Testo estratto:
L’elezione di un nuovo Papa è percepita, almeno al di fuori del Vaticano, come un momento sacro, ma anche come una partita strategica con implicazioni globali. Oltre alla spiritualità e alla teologia, il conclave è teatro di un sottile confronto tra continenti, correnti di pensiero e interessi istituzionali. È la scelta di una persona, ma anche di un orientamento per la più grande comunità religiosa del mondo.
Ogni volta che una fumata bianca si alza sopra la Cappella Sistina, il mondo cattolico (e non solo) vive una rivelazione storica. Ma ciò che accade dietro le porte chiuse del conclave è spesso un sottile mix di ispirazione spirituale e strategia politica.
L’elezione è, ufficialmente, il risultato del voto dei cardinali guidati dalla “preghiera e dalla volontà dello Spirito Santo”. Ma in realtà questo momento cruciale per la Chiesa cattolica è anche il riflesso degli equilibri di potere, delle tensioni dottrinali e delle aspettative geopolitiche. Per i cattolici e per tutti gli altri. Nelle righe che seguono non tenterò di formulare una profezia. “Chi sono io per giudicare il futuro”, per parafrasare Francesco I. Tuttavia, sto cercando di radiografare e interpretare – per quanto possibile – parte del meccanismo che si mette in moto quando i 133 cardinali si riuniscono davanti al “Giudizio Universale”, il grande affresco simbolico di Michelangelo .
“Chi entra nel conclave come papa, esce come cardinale”: un detto vaticano dal peso storico verificato nel tempo Jorge Mario Bergoglio, il cardinale argentino, non rientrava tra i “papabili” nel 2013. Aveva la reputazione di uomo modesto e con i piedi per terra, ma non era considerato una forza dietro le quinte del Vaticano. La sua elezione ha sorpreso il mondo intero e ha dimostrato quanto sia imprevedibile il conclave. E tuttavia i cardinali hanno trasmesso un messaggio con cui alcuni di loro non erano d’accordo, ma che hanno dovuto accettare: il mondo cattolico si sta espandendo oltre l’Europa e il Papa deve riflettere questa realtà. Nemmeno il Conclave di domani potrà superare questo stato di cose, in continua trasformazione.

Estratto dei dati:

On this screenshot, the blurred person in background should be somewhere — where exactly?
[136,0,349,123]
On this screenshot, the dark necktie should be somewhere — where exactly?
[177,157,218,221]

Compito breve: Trascrivi senza cambiare nulla il passo del testo sul conclave che comincia con "L’elezione è, ufficialmente, il" e va avanti fino a "di Michelangelo .".

Esito del compito:
L’elezione è, ufficialmente, il risultato del voto dei cardinali guidati dalla “preghiera e dalla volontà dello Spirito Santo”. Ma in realtà questo momento cruciale per la Chiesa cattolica è anche il riflesso degli equilibri di potere, delle tensioni dottrinali e delle aspettative geopolitiche. Per i cattolici e per tutti gli altri. Nelle righe che seguono non tenterò di formulare una profezia. “Chi sono io per giudicare il futuro”, per parafrasare Francesco I. Tuttavia, sto cercando di radiografare e interpretare – per quanto possibile – parte del meccanismo che si mette in moto quando i 133 cardinali si riuniscono davanti al “Giudizio Universale”, il grande affresco simbolico di Michelangelo .